━━ Excerpt
Individual strategies can be helpful, but culture and community are essential for building resilience and managing stress.

Individual strategies can be helpful, but culture and community are essential for building resilience and managing stress.

Are you sad, worried, or stressed? If you answered yes to any of the above, please know you are not alone. In 2021, four in 10 adults worldwide said they experienced a lot of worries (42%) or stress (41%), and more than one in four experienced sadness (28%), according to a Gallup survey.

Women are having the most challenging time.

In 2021, they were more stressed, worried, and sad than in 2020 — or at any point in the past decade. Stress and worry increased by three percentage points within a year, while sadness notably rose by six percentage points, according to the Hologic Global Women's Health Index.

What's going on?

Women, particularly mothers, are still more likely than men to manage a more complex set of responsibilities daily — an often-unpredictable combination of unpaid domestic chores and paid professional work. The expectations of women and the invisible labor take an emotional toll.

Women disproportionately shouldered the pandemic's emotional burden as many families faced job insecurity, unstable housing, and interruptions to medical and childcare services.

The pandemic is not entirely to blame for the uptick in negative emotions, and the negative trajectory has been trending for over a decade.
━━━━
━━ Information given
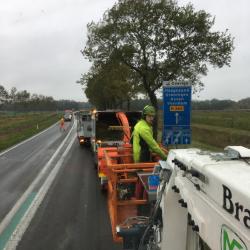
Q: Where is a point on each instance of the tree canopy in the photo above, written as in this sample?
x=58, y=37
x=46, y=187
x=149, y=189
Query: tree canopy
x=159, y=41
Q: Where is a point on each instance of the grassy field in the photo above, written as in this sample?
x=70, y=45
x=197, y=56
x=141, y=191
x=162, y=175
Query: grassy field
x=220, y=129
x=214, y=130
x=16, y=127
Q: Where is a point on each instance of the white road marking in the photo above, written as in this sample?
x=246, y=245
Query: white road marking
x=26, y=219
x=7, y=219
━━━━
Exercise requirements =
[a] Retype the stretch of the text on women's stress from "Are you sad, worried, or" through "a Gallup survey.", keeping every word and punctuation mark the same.
[b] Extend the text on women's stress and worry with a further passage that picks up after its final sentence.
The lines come from a separate source and have no connection to the text on women's stress and worry.

Responses =
[a]
Are you sad, worried, or stressed? If you answered yes to any of the above, please know you are not alone. In 2021, four in 10 adults worldwide said they experienced a lot of worries (42%) or stress (41%), and more than one in four experienced sadness (28%), according to a Gallup survey.

[b]
The mental and physical consequences of toxic stress

Living in a chronic fight or flight takes a toll. Ongoing stress can lead to or aggravate insomnia, family conflict, depression, and anxiety. It is also linked with physical conditions such as hypertension, heart disease, obesity, and diabetes.

Some individual strategies to boost positive emotions and combat stress are spending time in nature, prioritizing sleep, eating a healthy diet, and building more movement into everyday life are all data-driven strategies to improve mental health. However, individual interventions are not enough.

If we want to tackle toxic stress, we need to zoom out and consider the bigger picture and zoom in to get to the root of the problem. Reducing stress levels is up to us as a society, not the responsibility of a single person. A Wharton, Professor, Adam Grant, observed, "Burnout is not a problem in your head; it's a problem in your circumstances."

Grant suggests utilizing the Demand-Control-Support model to help manage toxic stress.


Make structural changes that lighten the load. If you are an employer, encourage breaks, honor downtime, weekends, and family time, and respect work/life boundaries. Create Zoom-free days if your company is still working from home. Zoom fatigue is worse for women and can lead to "mirror anxiety."


When you can't eliminate demands, you can at least give people the autonomy and skills they need to handle them. If possible, allow for flexibility. Encourage personal goal setting and the pursuit of individual interests. A Harvard Business School study found that engaging in learning activities can buffer workers from the detrimental effects of stress, including negative emotions and burnout.


Cultivate a culture that makes it easy to request and receive help. As Dr. Elizabeth Fitelson, director of the women's program in Columbia University's psychiatry department, observed, "Focusing on improving the social supports for basic needs would have a far greater intervention than any specific mental health intervention."

Other tools

Screening and access to treatment are essential tools to combat people's extraordinary stress levels. A panel of experts now recommends doctors screen all patients under age 65 for anxiety. The intention is to help prevent mental health disorders from going undetected and untreated for years or even decades.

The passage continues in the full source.